What you will do:
Write out the lines of the items below as a numbered list, leaving out any blank lines.

Provided records:

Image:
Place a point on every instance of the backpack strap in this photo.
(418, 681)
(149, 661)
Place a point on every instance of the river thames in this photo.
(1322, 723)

Answer to the task:
1. Image:
2. Place a point on every instance of the backpack strap in this photo.
3. (418, 681)
4. (149, 661)
5. Place a point on every instance of the river thames in this photo.
6. (1322, 723)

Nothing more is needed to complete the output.